Consignes —
a) Dites si chacune des affirmations suivantes concorde avec le texte sur la proximité et les échanges, en répondant par oui ou non et en citant les mots du texte qui permettent de trancher. (i) À l'échelle européenne, les flux aériens internationaux l'emportent sur les flux intra-nationaux. (ii) Les interactions des groupes d'entreprises multinationales sont plus denses au sein des grandes régions continentales qu'entre elles. (iii) Avec Internet, les proximités géographiques ne comptent plus pour l'échange de savoir-faire.
b) Poursuivez le texte sur la proximité et les échanges à partir de sa dernière phrase.

Texte fourni —
Même si au cours du temps historique l’augmentation de la vitesse des transports a intensifié les interactions de plus longue distance et conduit à une certaine réorganisation des systèmes spatiaux (Janelle 1969 ; Bretagnolle et Robic 2005), notamment du fait de la coévolution entre réseaux de villes et réseaux de transports (Raimbault, 2021), la proximité ou la connexité restent des conditions qui favorisent les échanges. Ces constats ont pu être établis à l’échelle du monde par l’observation des liaisons aériennes ou de l’organisation financière des groupes d’entreprises multinationales, qui conservent une structure spatiale en « petits mondes » d’interactions, plus denses à l’intérieur des grandes régions continentales qu’entre ces régions (Rozenblat 2021). A l’échelle européenne, les flux aériens intra-nationaux restent bien plus importants que les internationaux (Cattan 2004). A l’intérieur d’un même territoire comme la France, la règle de la proximité se double d’une multi-appartenance des systèmes de villes dans des réseaux à différentes échelles (Berroir et al. 2017). Même si avec Internet les informations circulent potentiellement sans tenir compte des proximités géographiques, celles-ci restent importantes lorsqu’il s’agit d’échanger des savoir-faire (dits encore « informations tacites ») ou des négociations délicates pour lesquelles la transmission en face-à-face est toujours nécessaire.

[Entrées de données enregistrées]

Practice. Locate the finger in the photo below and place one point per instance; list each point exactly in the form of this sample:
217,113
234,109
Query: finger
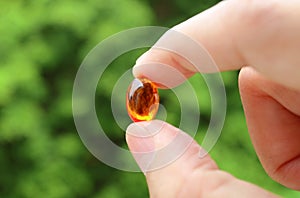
187,175
273,119
233,34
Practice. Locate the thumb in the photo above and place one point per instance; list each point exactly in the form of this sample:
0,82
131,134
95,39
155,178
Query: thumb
172,166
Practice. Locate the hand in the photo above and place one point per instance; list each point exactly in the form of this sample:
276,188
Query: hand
261,38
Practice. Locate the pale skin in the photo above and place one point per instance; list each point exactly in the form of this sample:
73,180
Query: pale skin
263,41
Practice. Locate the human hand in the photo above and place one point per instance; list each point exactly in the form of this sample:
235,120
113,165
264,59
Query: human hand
264,36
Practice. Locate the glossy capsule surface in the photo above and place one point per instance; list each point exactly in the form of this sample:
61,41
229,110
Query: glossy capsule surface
142,100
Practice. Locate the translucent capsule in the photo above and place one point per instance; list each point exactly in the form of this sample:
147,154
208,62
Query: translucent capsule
142,100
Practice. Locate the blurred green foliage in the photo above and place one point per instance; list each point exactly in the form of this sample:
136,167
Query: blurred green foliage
42,44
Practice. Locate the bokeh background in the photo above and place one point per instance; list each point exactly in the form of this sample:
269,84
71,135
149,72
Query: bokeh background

Réponses —
a)
(i) Non : « les flux aériens intra-nationaux restent bien plus importants que les internationaux ».
(ii) Oui : « plus denses à l’intérieur des grandes régions continentales qu’entre ces régions ».
(iii) Non : « celles-ci restent importantes lorsqu’il s’agit d’échanger des savoir-faire ».

b)
Une partie importante de l’explication de la diversité géographique

Dans l’histoire de la géographie, la construction d’explications de la diversité des régions et des territoires dans le monde à partir des concepts et des théories d’interaction spatiale est venue compléter, surtout après la seconde moitié du XXe siècle, celles établies auparavant par des modèles d’interprétation bâtis sur des interactions entre sociétés et milieux naturels. L’importance relative du pouvoir explicatif des théories issues de l’interaction spatiale a grandi, sans toutefois se substituer totalement à l’interprétation des différenciations géographiques par les effets réciproques des sociétés et des milieux.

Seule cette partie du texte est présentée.